§ **PAGE EXTRACT**
[Start of section]
WHO COOKED ADAM SMITH’S DINNER?

Katrine Marçal (Portobello, £8.99)

It’s self-interest that makes the world go round, or so economists have insisted for 200 years. But it depends how you work it out. The experts, somewhat predictably, failed to take account of the unpaid labour done by women every day all over the world. From that observation, Katrine Marçal launches her critique of orthodox economics, noting that Adam Smith’s theories were forged in the Newtonian age, when the Universe was seen to function like a clockwork machine, and haven’t been significantly overhauled since. She highlights the way economists have simplified human beings to caricatures which can only relate to each other as competitors, or to objects outside themselves as commodities, and the desperate attempts made by post-War economists to try to back up their male-centric stance with biology. Inevitably, she herself makes simplifications, but this is nevertheless a highly effective counterblast, shining light on a profession in which decisions can be, technically speaking, “rational” and at the same time barking mad.

SO YOU’VE BEEN SHAMED

Jon Ronson (Picador, £8.99)

Social media has done much to level the playing field and put power into the hands of the people. If politicians and the media aren’t interested, Twitter users can draw attention to an issue and often extract an apology and repentance. But The Men Who Stare At Goats author Jon Ronson has seen its ugly side: the return of public shaming “after a lull of 180 years”. He meets people who have been shamed, lost their jobs, become pariahs and found themselves on mainstream news, sometimes for nothing worse than an ill-judged joke. His main concern is the paradox of Twitterstorms, that people are allowing their worst bullying instincts to come out under the guise of compassion and fairness. Like the best of Ronson’s work, it’s both fascinating and frightening enough to give readers serious reservations about where we’re heading, and it includes an extra chapter about the circumstances of the author’s own “mini-shaming”, which seemed to confirm everything he’d suspected.

NOBODY IS EVER MISSING

Catherine Lacey (Granta, £7.99)
[End of section]
§ **ACTION ITEM A**
Answer these questions about the book reviews:
(i) Which publisher brought out Who Cooked Adam Smith's Dinner?
(ii) After a lull of how many years has public shaming returned, according to Jon Ronson?
(iii) Who is the author of Nobody Is Ever Missing?
§ **ACTION ITEM B**
Write the next part of the book reviews, picking up after the last line given.
The records that come next have no connection to the book reviews.

§ **DATA LISTING**
[Start of section]
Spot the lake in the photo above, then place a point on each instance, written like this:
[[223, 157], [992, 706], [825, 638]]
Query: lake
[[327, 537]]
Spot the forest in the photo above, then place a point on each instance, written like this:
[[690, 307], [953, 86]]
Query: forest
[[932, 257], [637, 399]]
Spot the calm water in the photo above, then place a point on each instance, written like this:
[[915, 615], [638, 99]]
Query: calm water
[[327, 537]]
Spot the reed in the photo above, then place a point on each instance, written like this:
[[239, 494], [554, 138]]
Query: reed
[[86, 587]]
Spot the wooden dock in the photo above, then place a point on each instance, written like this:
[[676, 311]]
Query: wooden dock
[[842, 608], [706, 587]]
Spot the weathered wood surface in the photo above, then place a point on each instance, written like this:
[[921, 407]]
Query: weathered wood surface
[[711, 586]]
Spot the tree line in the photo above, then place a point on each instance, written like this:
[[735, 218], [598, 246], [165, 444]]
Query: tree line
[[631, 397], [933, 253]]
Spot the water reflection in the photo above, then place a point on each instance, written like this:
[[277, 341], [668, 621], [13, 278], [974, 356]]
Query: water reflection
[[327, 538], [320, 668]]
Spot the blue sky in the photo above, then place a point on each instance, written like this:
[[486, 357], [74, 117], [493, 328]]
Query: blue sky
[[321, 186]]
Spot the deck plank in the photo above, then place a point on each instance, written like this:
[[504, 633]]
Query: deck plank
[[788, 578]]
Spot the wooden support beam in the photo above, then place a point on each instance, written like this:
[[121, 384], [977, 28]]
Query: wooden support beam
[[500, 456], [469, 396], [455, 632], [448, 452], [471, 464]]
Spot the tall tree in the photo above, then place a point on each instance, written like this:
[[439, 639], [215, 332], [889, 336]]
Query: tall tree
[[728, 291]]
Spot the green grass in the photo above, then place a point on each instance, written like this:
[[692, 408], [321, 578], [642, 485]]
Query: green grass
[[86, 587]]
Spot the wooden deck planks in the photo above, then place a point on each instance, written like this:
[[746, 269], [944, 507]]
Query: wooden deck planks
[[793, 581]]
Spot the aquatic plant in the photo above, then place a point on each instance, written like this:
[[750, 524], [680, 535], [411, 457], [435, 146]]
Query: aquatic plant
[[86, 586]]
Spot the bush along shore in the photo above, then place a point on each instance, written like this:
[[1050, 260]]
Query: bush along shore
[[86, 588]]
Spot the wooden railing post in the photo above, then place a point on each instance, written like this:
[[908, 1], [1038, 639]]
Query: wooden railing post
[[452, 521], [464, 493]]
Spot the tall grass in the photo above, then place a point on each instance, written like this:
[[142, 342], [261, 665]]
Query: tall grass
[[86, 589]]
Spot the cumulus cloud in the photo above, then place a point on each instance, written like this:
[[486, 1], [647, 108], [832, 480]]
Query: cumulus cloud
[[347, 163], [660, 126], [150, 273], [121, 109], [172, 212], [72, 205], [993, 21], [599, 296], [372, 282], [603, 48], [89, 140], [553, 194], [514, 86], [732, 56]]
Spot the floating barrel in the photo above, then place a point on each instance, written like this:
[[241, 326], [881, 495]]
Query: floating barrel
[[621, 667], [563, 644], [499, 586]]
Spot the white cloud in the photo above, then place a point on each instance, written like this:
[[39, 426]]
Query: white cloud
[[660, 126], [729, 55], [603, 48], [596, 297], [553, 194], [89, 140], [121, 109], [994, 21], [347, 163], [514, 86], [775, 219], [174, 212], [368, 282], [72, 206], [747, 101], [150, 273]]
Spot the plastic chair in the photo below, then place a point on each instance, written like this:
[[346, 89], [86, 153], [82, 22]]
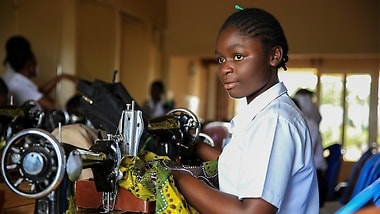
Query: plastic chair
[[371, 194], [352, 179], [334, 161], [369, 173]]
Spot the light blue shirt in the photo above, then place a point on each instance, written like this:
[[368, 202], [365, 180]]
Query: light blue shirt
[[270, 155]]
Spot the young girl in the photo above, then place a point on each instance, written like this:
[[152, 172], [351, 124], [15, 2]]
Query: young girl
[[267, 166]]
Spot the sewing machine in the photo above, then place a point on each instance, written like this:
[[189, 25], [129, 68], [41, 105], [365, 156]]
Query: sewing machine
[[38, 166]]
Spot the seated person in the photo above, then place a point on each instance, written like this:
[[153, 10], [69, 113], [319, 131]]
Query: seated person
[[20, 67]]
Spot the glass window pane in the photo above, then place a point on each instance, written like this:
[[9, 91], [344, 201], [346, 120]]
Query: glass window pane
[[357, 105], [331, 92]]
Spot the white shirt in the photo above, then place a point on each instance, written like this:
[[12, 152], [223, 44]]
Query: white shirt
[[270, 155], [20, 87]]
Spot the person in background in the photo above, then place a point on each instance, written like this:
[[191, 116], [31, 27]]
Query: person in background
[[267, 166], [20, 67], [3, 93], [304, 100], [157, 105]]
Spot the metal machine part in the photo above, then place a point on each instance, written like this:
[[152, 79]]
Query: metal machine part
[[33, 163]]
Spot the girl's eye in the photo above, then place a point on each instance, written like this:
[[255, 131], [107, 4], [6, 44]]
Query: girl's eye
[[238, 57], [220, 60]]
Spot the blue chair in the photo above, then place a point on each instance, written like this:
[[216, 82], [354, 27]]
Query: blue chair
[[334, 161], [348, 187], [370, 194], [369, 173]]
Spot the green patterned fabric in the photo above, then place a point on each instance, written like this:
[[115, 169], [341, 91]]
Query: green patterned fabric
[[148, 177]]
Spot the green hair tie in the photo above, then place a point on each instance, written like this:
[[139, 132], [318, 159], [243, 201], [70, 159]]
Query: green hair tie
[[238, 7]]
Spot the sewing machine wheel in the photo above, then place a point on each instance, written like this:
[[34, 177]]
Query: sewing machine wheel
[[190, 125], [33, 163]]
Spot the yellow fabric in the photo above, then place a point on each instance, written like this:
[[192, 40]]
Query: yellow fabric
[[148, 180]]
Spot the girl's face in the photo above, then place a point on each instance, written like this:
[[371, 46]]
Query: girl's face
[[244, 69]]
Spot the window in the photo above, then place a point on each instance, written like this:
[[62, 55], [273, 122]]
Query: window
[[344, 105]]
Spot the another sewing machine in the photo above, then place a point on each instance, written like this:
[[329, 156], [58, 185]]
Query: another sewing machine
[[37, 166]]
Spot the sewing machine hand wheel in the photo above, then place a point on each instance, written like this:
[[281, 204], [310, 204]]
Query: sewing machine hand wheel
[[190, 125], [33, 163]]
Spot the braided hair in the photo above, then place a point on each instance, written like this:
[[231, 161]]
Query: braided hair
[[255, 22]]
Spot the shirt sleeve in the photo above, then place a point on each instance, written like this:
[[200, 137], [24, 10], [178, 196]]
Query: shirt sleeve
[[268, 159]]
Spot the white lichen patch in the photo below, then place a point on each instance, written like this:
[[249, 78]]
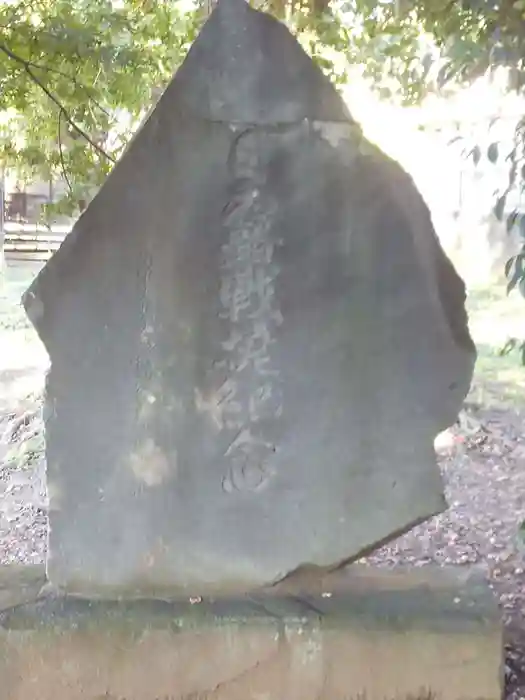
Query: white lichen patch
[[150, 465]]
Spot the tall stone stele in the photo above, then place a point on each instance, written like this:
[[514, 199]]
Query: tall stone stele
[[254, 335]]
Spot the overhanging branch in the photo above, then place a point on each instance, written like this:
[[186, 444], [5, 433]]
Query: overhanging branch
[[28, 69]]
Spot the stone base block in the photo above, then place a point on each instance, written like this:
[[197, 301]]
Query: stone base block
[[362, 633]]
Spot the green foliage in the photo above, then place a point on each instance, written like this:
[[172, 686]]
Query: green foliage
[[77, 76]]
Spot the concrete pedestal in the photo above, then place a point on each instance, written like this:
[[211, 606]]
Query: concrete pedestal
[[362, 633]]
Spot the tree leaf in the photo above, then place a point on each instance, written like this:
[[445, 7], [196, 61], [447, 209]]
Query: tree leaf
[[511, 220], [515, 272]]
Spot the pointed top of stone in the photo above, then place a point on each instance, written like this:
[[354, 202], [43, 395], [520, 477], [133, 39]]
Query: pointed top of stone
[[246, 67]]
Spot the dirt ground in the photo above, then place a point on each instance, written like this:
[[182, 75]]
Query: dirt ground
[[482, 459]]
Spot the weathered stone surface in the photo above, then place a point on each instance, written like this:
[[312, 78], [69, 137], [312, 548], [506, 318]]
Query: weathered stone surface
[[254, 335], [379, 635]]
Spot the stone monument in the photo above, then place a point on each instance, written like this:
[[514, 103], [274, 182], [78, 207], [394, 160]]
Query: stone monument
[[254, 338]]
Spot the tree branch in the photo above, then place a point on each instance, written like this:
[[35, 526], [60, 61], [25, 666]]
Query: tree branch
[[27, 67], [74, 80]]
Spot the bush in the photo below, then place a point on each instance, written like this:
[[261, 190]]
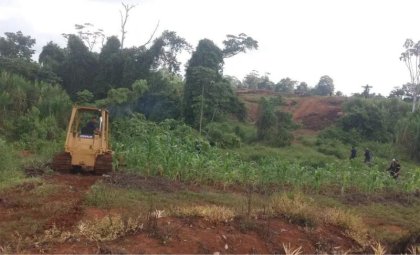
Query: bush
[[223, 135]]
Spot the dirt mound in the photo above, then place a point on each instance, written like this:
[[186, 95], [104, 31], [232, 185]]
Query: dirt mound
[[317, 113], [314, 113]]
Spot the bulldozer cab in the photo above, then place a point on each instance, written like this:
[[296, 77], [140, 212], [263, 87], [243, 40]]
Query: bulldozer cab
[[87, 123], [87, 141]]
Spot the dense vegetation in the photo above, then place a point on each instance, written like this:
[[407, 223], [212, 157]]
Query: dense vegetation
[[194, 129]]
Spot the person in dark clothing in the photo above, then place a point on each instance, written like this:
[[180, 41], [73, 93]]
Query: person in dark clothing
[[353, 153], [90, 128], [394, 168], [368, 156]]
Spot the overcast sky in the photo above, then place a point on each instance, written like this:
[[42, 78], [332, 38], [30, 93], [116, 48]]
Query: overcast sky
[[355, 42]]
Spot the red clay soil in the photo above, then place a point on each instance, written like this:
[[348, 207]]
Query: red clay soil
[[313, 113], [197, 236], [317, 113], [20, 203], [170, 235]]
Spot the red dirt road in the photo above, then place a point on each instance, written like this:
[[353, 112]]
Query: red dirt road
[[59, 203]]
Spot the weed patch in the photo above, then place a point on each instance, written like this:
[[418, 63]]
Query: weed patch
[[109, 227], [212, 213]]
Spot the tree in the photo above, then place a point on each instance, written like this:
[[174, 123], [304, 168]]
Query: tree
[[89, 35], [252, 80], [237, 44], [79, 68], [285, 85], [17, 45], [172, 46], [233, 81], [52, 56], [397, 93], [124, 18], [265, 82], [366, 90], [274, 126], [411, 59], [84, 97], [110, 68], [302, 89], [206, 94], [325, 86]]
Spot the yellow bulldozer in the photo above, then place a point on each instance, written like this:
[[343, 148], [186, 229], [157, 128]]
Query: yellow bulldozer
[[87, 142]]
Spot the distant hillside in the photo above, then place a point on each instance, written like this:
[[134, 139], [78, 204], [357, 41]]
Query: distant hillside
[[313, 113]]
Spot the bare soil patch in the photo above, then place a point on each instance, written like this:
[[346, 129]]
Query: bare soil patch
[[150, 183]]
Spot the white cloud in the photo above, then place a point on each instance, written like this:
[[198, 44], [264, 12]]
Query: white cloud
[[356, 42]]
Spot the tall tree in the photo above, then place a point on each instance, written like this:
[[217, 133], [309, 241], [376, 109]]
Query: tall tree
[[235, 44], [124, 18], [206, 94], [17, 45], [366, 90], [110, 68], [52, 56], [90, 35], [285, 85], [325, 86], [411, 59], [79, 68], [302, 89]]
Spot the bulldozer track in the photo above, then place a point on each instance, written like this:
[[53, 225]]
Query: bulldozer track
[End of section]
[Start of section]
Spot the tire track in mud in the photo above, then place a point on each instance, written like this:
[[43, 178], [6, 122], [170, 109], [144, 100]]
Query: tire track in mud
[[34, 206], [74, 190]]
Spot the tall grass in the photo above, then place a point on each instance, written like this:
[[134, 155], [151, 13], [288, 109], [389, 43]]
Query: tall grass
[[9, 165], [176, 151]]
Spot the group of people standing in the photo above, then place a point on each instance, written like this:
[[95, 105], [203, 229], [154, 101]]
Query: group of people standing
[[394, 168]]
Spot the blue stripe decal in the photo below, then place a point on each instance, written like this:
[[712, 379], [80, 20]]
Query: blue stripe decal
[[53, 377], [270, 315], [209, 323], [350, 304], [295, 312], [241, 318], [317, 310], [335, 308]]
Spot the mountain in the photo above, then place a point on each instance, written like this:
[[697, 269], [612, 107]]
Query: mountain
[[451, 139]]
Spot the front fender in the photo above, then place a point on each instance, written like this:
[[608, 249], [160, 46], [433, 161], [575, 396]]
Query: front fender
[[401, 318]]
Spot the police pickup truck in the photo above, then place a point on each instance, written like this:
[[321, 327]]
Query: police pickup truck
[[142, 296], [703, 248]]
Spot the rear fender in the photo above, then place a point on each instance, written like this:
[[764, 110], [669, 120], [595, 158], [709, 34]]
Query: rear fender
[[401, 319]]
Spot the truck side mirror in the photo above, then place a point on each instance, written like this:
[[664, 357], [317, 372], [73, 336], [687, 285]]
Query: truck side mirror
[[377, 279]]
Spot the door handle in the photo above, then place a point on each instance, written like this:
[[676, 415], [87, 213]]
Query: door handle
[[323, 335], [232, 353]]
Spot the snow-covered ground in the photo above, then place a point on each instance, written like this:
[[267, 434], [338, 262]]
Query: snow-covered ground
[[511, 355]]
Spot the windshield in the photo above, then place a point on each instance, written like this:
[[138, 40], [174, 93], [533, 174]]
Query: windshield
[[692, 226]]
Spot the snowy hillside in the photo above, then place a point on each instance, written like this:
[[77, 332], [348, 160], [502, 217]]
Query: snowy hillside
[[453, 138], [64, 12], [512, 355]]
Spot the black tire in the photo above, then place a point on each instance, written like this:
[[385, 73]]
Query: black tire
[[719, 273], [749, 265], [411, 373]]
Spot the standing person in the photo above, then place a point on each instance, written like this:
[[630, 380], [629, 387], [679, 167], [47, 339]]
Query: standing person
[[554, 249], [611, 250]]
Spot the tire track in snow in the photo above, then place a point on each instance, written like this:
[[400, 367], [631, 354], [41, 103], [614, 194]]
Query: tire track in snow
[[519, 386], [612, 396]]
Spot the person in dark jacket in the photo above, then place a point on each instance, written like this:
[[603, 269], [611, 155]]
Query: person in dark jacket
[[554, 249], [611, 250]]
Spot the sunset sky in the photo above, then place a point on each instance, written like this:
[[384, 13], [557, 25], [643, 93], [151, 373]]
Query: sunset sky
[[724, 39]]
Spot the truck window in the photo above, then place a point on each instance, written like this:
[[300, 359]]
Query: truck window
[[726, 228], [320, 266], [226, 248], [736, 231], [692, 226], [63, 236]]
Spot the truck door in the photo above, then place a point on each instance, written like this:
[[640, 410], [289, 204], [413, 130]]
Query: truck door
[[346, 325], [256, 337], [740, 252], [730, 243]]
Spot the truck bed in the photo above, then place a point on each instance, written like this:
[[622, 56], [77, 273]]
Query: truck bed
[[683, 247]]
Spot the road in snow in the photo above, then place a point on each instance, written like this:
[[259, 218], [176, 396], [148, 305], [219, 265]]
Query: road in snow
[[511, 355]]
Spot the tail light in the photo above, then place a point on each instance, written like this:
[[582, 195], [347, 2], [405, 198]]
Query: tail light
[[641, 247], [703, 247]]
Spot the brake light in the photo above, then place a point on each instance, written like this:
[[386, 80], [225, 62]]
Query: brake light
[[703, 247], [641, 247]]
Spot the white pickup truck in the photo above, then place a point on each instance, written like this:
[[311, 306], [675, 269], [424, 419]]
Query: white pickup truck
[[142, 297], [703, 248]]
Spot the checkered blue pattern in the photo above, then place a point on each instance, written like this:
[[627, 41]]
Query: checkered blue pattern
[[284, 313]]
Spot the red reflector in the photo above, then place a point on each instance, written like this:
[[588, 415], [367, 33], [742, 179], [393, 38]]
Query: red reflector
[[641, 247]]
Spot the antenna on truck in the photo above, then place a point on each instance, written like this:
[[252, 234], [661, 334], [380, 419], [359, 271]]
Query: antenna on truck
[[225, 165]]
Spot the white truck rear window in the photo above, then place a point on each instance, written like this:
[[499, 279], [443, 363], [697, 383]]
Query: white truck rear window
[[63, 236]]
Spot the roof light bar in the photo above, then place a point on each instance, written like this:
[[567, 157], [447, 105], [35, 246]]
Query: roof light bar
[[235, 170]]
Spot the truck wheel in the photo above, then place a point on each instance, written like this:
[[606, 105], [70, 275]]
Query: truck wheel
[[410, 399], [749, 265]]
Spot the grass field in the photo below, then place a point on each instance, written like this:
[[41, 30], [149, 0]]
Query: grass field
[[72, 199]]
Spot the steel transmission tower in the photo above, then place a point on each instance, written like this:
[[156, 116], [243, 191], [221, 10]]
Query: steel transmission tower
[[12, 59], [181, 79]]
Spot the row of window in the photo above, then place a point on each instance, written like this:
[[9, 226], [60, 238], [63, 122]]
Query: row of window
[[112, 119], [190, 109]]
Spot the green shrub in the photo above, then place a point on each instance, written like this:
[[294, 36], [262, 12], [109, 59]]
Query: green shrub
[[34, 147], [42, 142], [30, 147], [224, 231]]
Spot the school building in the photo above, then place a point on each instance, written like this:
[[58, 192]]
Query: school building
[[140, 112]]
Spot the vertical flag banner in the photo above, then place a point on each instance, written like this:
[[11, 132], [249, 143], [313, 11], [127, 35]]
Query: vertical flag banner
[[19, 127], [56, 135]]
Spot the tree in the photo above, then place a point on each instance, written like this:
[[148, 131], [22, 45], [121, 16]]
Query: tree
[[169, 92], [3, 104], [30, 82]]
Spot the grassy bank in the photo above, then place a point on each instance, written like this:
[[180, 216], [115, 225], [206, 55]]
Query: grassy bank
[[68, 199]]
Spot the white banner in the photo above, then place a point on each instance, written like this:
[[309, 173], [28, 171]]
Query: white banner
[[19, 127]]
[End of section]
§ **RESPONSE AREA A**
(i) Portobello
(ii) 180 years
(iii) Catherine Lacey

§ **RESPONSE AREA B**
It’s not just a divorce Elyria wants, but an escape from her whole life. So, without telling her husband, she books a flight to New Zealand on the basis of a casual invitation, and once there drifts from place to place, passing through other people’s stories. Don’t expect to find much of New Zealand’s local colour here, though, as this book really takes place in Elyria’s interior landscape. On the surface, not much may be happening but underneath a battle is raging, because what really troubles Elyria is not her relationship with her husband or her tiresome Manhattan existence writing soap operas, but the darkness inside her. Her battle with the “wildebeest” is what has kept her shut off from other people, and it moves to a new level when she cuts herself off from her familiar life. This is an extraordinary debut from Lacey, a beautifully written and psychologically intense novel that doesn’t settle for an easy resolution.

FEAST OF THE INNOCENTS

Evelio Rosero (Maclehose Press, £9.99)

Translated from Spanish, Feast Of The Innocents takes place in 1968 in the Colombian town of Pasto, where gynaecologist Justo Pastor Proceso López is as popular among his patients as he is despised by his wife and daughter. Dr López is obsessed with Simón Bolivar, the greatest of South American heroes, furious that the legend surrounding the man obscures a host of atrocities. It’s his ambition to expose the sham, and the forthcoming Feast Day of the Holy Innocents will give him the opportunity to do just that. What could possibly go wrong? Well, the fact that the people of Colombia aren’t quite ready to hear the unvarnished truth about their idol yet. But this project has rejuvenated the doctor, and he’ll go through with it even if he has to pay the ultimate price. Equally tragic and absurd, this tale of obsession is bold, colourful and mercurial, slipping into an even more febrile, hallucinatory mood during the carnival itself.